EXCERPTED PASSAGE:

------------

Illustrations: Dominic Xavier/Rediff.com
 

In September 2024, comments by Finance Minister Nirmala Sitaraman following news of a young woman succumbing to what her parents alleged was 'work pressure', sparked criticism.

The demise of the young woman awaits investigation and as per media reports, the company she worked for has refuted the allegation.

When the minister's remarks received flak on social media, she pointed out that she had no intention of shaming the victim, hadn't named the person or the firm and was speaking at a university, which had set up a meditation hall and a place of worship for its students.

So, what did the minister say in the first place?

A sad demise

On September 23, NDTV quoting news agency PTI, reported the following on the minister's speech: 'Our children go to colleges and universities for education and come out with flying colours.

'A company, without mentioning its name, it's a partnership.

------------

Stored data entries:

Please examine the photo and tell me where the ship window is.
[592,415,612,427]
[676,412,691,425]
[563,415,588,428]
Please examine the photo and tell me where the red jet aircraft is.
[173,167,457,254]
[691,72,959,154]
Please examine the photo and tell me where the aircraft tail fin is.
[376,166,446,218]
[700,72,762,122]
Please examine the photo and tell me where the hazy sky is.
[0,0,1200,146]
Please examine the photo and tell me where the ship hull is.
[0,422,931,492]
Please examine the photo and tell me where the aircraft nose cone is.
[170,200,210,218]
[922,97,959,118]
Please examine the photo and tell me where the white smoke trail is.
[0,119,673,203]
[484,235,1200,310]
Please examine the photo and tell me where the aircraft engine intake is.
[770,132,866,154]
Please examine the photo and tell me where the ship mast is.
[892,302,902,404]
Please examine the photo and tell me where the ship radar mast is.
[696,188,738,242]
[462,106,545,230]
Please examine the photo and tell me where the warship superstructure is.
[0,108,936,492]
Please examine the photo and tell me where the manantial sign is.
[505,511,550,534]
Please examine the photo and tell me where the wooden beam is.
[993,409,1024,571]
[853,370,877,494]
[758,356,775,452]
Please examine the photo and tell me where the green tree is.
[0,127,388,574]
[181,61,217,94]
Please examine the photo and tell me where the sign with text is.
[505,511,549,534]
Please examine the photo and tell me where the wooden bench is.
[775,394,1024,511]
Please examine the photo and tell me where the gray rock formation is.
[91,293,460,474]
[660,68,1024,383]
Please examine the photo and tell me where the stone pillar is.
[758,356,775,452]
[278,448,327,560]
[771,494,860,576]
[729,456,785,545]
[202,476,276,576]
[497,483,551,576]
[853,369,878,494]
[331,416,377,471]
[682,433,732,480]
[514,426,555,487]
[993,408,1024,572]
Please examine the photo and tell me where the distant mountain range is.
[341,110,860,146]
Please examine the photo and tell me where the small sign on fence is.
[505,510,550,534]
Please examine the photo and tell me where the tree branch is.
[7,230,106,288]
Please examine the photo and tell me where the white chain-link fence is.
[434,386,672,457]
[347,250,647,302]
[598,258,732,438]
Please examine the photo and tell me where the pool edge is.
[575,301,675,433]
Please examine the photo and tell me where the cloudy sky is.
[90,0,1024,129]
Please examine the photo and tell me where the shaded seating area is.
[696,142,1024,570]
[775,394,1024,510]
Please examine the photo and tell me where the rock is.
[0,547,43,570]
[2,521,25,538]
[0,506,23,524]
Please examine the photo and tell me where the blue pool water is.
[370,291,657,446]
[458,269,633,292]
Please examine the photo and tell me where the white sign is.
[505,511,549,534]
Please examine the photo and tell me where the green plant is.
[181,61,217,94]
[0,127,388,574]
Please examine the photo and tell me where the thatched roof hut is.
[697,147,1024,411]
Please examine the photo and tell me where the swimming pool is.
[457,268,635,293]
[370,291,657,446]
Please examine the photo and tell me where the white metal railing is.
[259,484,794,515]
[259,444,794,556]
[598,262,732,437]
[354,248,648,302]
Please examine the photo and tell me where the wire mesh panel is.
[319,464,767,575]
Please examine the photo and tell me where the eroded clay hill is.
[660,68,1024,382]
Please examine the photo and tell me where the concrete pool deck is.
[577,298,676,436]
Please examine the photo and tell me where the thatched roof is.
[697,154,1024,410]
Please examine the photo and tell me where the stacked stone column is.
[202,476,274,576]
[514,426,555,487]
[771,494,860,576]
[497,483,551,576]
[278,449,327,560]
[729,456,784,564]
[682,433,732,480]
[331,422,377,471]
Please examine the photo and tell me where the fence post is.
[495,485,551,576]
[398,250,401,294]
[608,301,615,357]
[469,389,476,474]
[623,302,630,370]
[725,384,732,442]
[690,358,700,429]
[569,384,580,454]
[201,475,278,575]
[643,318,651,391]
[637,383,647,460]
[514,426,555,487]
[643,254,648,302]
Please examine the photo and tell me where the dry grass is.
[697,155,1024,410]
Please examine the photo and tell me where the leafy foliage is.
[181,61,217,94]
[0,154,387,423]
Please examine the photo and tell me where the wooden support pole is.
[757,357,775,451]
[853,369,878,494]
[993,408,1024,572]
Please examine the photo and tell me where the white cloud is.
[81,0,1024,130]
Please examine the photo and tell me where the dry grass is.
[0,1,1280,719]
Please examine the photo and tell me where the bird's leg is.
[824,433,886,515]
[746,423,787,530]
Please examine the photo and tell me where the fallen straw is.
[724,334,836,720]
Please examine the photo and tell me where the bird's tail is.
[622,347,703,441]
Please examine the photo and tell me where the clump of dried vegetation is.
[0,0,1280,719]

------------

WORK INSTRUCTIONS:
- A) Using the excerpt about the Finance Minister's remarks, decide whether each statement agrees with it. Give yes or no for each, with the deciding words of the excerpt quoted.
(i) The company the young woman worked for denied the allegation.
(ii) The minister named the firm in her remarks.
(iii) The minister was speaking at a university.
- B) According to the excerpt about the Finance Minister's remarks, which news agency did NDTV quote in its report on the speech?
- C) Continue the excerpt about the Finance Minister's remarks from where it stops.
The data is not needed for any of this work.

SOLVED PROBLEMS:
- A)
(i) Yes: "the company she worked for has refuted the allegation."
(ii) No: "hadn't named the person or the firm"
(iii) Yes: "was speaking at a university, which had set up a meditation hall and a place of worship for its students."

- B) PTI

- C)
'There, a woman who had studied CA well (was) unable to cope with the work pressure.

'Two-three days ago, we received news -- she died unable to cope with the pressure,' she said.

'What should families teach -- whatever you study and the job you do, you should have the inner strength to handle that pressure and this can be achieved through divinity only,' she said.

'Believe in God, we need to have God's grace. Seek God, and learn good discipline.

'Your Atmashakti will grow only from this. The inner strength will come only with growing Atmashakti,' the minister added.

'Educational institutions should bring in divinity and spirituality. Then only will our children get the inner strength, it will help in their progress and that of the country.

'That is my strong belief,' the minister said, according to news agency PTI.

The minister's observations were construed by the media as referring to the sad demise (in July) of Anna Sebastian Perayil, the 26-year-old former employee of Ernst & Young (E&Y).

Her parents blamed work pressure for the untimely passing.

Work-life balance or plain meaningless work?

The minister is entitled to her observations (speaking for myself, I don't agree with divinity promoted as a sole route to inner strength). But in her choice of words, work pressure may have come across as a given in today's times.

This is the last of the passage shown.